## What is required
Render the lines below as a Markdown table with the columns Row and Text, where Row numbers the lines in order and Text holds each line. Leave out blank lines.

## Given data
_ _ _ _ _

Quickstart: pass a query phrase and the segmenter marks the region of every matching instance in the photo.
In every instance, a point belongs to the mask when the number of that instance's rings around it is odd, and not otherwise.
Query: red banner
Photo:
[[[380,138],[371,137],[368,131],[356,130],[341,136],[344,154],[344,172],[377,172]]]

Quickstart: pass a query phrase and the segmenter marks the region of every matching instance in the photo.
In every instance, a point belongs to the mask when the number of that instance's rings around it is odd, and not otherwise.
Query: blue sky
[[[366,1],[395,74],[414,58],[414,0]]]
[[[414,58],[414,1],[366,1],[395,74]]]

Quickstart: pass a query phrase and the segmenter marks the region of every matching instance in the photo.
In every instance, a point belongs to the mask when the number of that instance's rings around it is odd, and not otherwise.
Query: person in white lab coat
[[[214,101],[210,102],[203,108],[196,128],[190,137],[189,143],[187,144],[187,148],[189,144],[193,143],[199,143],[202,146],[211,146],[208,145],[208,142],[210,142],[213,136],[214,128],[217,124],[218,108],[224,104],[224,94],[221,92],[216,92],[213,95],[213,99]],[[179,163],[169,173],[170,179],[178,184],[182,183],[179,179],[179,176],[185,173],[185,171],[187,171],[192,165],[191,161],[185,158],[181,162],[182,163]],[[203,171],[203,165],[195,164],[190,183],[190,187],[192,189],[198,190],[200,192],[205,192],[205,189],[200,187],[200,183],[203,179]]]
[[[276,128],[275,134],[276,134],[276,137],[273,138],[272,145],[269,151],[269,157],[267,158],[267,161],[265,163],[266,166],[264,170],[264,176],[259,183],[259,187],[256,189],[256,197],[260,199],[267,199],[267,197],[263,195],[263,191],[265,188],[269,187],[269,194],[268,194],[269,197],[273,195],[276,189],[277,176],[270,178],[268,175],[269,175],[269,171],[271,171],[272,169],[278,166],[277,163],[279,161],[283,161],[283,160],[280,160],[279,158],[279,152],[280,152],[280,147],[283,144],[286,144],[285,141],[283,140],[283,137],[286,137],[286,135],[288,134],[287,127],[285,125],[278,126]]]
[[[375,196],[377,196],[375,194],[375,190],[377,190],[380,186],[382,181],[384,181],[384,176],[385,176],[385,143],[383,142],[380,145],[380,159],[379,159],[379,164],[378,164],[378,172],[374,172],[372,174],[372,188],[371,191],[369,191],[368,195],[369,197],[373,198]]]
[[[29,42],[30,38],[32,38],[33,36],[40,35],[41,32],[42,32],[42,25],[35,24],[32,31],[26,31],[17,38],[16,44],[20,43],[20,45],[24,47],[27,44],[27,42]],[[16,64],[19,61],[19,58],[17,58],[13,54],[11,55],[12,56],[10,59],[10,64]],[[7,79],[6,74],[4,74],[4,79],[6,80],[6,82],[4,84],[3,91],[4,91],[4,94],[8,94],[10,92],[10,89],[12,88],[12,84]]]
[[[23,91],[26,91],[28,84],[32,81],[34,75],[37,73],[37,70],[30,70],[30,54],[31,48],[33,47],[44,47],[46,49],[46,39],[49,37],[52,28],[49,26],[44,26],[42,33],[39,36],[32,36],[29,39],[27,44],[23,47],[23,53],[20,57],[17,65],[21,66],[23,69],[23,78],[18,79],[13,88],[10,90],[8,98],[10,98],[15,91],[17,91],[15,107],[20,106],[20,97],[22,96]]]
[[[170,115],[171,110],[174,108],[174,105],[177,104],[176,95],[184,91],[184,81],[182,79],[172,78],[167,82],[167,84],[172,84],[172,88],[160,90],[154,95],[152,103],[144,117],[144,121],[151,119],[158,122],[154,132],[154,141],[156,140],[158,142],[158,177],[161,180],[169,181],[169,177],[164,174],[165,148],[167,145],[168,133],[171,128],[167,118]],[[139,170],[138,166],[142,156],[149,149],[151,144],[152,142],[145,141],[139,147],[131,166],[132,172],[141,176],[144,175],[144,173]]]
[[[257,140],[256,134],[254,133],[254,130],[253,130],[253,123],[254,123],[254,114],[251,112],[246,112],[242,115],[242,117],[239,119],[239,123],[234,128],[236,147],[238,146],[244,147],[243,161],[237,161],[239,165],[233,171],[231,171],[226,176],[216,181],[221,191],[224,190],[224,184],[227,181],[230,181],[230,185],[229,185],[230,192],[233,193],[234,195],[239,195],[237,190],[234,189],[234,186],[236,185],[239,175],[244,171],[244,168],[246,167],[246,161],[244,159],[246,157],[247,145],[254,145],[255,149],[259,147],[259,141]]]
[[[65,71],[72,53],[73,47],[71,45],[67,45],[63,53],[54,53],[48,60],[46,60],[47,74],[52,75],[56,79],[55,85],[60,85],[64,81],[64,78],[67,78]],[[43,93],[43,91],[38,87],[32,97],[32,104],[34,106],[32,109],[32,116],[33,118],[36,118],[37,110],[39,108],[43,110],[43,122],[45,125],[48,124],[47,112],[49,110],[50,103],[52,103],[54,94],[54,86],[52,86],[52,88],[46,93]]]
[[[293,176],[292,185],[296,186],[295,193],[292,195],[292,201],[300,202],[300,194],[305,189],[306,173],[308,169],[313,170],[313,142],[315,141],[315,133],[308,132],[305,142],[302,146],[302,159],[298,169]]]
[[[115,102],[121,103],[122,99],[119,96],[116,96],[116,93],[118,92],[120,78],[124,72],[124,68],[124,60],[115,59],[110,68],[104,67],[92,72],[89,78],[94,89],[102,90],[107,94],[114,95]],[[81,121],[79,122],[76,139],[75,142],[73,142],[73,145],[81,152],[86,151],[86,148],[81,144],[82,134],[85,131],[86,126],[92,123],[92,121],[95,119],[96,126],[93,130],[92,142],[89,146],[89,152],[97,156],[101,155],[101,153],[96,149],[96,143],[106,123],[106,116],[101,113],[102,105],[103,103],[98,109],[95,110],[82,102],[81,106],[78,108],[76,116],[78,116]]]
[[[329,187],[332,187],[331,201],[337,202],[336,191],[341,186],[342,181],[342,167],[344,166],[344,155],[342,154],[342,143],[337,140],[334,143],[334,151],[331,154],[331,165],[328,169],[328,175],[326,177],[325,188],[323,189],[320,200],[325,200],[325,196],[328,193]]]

_ _ _ _ _

## Result
| Row | Text |
|---|---|
| 1 | Quickstart: pass a query phrase and the segmenter marks the region of every matching instance in the photo. |
| 2 | In every instance, a point belongs to the mask when the number of that instance's rings around it is odd, and not otherwise. |
| 3 | Query: red banner |
| 4 | Photo: |
| 5 | [[[380,138],[371,137],[368,131],[356,130],[341,136],[344,154],[344,172],[377,172]]] |
| 6 | Quickstart: pass a query phrase and the segmenter marks the region of every matching instance in the photo. |
| 7 | In every instance, a point belongs to the mask when the number of that instance's rings around it is odd, and not otherwise. |
| 8 | Query: blue sky |
| 9 | [[[366,1],[395,74],[414,58],[414,0]]] |
| 10 | [[[414,58],[414,1],[366,1],[395,74]]] |
| 11 | Quickstart: pass a query phrase and the segmenter marks the region of every matching instance in the photo. |
| 12 | In every instance, a point belongs to the mask when the number of that instance's rings around it is odd, and not otherwise. |
| 13 | Query: person in white lab coat |
| 14 | [[[214,101],[210,102],[203,108],[196,128],[190,137],[189,143],[187,144],[187,148],[189,144],[193,143],[199,143],[202,146],[211,146],[208,145],[208,142],[210,142],[213,136],[214,128],[217,124],[218,108],[224,104],[224,94],[221,92],[216,92],[213,95],[213,99]],[[179,163],[169,173],[170,179],[178,184],[182,183],[179,179],[179,176],[185,173],[185,171],[187,171],[192,165],[191,161],[185,158],[181,162],[182,163]],[[203,171],[203,165],[195,164],[190,183],[190,187],[192,189],[198,190],[200,192],[205,192],[205,189],[200,187],[200,183],[203,179]]] |
| 15 | [[[276,128],[275,134],[276,134],[276,137],[273,138],[272,145],[269,151],[269,157],[267,158],[267,161],[265,163],[266,166],[264,170],[264,176],[259,183],[259,187],[256,189],[256,197],[260,199],[267,199],[267,197],[263,195],[263,191],[265,188],[269,187],[269,194],[268,194],[269,197],[273,195],[276,189],[277,176],[270,178],[268,175],[269,175],[269,171],[271,171],[272,169],[278,166],[277,163],[279,161],[283,161],[283,160],[280,160],[279,158],[279,152],[280,152],[280,147],[283,144],[286,144],[285,141],[283,140],[283,137],[286,137],[286,135],[288,134],[287,127],[285,125],[278,126]]] |
| 16 | [[[375,196],[377,196],[375,194],[375,190],[377,190],[380,186],[382,181],[384,181],[384,176],[385,176],[385,143],[383,142],[380,145],[380,159],[379,159],[379,164],[378,164],[378,172],[374,172],[372,174],[372,188],[371,191],[369,191],[368,195],[369,197],[373,198]]] |
| 17 | [[[29,42],[30,38],[32,38],[33,36],[40,35],[41,32],[42,32],[42,25],[35,24],[32,31],[26,31],[17,38],[16,44],[20,43],[20,45],[24,47],[27,44],[27,42]],[[16,64],[19,61],[19,58],[17,58],[13,54],[11,55],[12,56],[10,59],[10,64]],[[7,79],[6,74],[4,74],[4,79],[6,80],[6,82],[4,84],[3,91],[4,91],[4,94],[8,94],[10,92],[10,89],[12,88],[12,84]]] |
| 18 | [[[23,91],[26,91],[28,84],[32,81],[34,75],[37,73],[37,70],[30,70],[30,54],[31,48],[33,47],[44,47],[46,49],[46,39],[49,37],[52,28],[49,26],[44,26],[42,33],[39,36],[32,36],[29,39],[27,44],[23,47],[23,53],[20,57],[17,65],[21,66],[23,69],[23,78],[18,79],[13,88],[10,90],[8,98],[10,98],[15,91],[17,91],[15,107],[20,106],[20,97],[22,96]]] |
| 19 | [[[170,115],[171,110],[174,108],[174,105],[177,104],[176,95],[184,91],[184,81],[182,79],[172,78],[167,82],[167,84],[172,84],[172,88],[160,90],[154,95],[152,103],[144,117],[144,121],[151,119],[158,122],[154,132],[154,141],[156,140],[158,142],[158,177],[161,180],[169,181],[169,177],[164,174],[165,148],[167,145],[168,133],[171,128],[167,118]],[[139,170],[138,166],[142,156],[149,149],[151,144],[152,142],[145,141],[139,147],[131,166],[132,172],[141,176],[144,175],[144,173]]] |
| 20 | [[[257,140],[256,134],[254,133],[254,130],[253,130],[253,123],[254,123],[254,114],[251,112],[246,112],[242,115],[242,117],[239,119],[239,123],[234,128],[236,147],[238,146],[244,147],[243,161],[237,161],[239,165],[233,171],[231,171],[226,176],[216,181],[221,191],[224,190],[224,184],[227,181],[230,181],[230,185],[229,185],[230,192],[233,193],[234,195],[239,195],[237,190],[234,189],[234,186],[236,185],[239,175],[244,171],[244,168],[246,167],[246,161],[244,159],[246,157],[247,145],[254,145],[255,149],[259,147],[259,141]]] |
| 21 | [[[65,71],[72,53],[73,47],[71,45],[67,45],[63,53],[54,53],[48,60],[46,60],[47,74],[52,75],[56,79],[55,85],[60,85],[64,81],[64,78],[67,78]],[[43,93],[43,91],[38,87],[32,97],[32,104],[34,106],[32,109],[32,116],[33,118],[36,118],[37,110],[39,108],[43,110],[43,122],[45,125],[48,124],[47,112],[49,110],[50,103],[52,103],[54,94],[54,86],[52,86],[52,88],[46,93]]] |
| 22 | [[[293,176],[292,185],[296,186],[295,193],[292,195],[292,201],[300,202],[300,194],[305,189],[306,173],[308,169],[313,170],[313,142],[315,141],[315,133],[308,132],[305,142],[302,146],[302,159],[298,169]]] |
| 23 | [[[115,102],[121,103],[122,99],[119,96],[116,96],[116,93],[118,92],[120,78],[124,72],[124,68],[124,60],[115,59],[110,68],[104,67],[92,72],[89,78],[94,89],[102,90],[107,94],[114,95]],[[81,121],[79,122],[76,139],[75,142],[73,142],[73,145],[81,152],[86,151],[86,148],[81,144],[82,134],[85,131],[86,126],[92,123],[92,121],[95,119],[96,126],[93,130],[92,142],[89,146],[89,152],[97,156],[101,155],[101,153],[96,149],[96,143],[106,123],[106,116],[101,113],[102,105],[103,103],[98,109],[95,110],[82,102],[81,106],[78,108],[76,116],[78,116]]] |
| 24 | [[[329,187],[332,187],[331,201],[337,202],[336,191],[341,186],[342,181],[342,167],[344,166],[344,155],[342,154],[342,143],[337,140],[334,143],[334,151],[331,154],[331,165],[328,169],[328,175],[326,177],[325,188],[323,189],[320,200],[325,200],[325,196],[328,193]]] |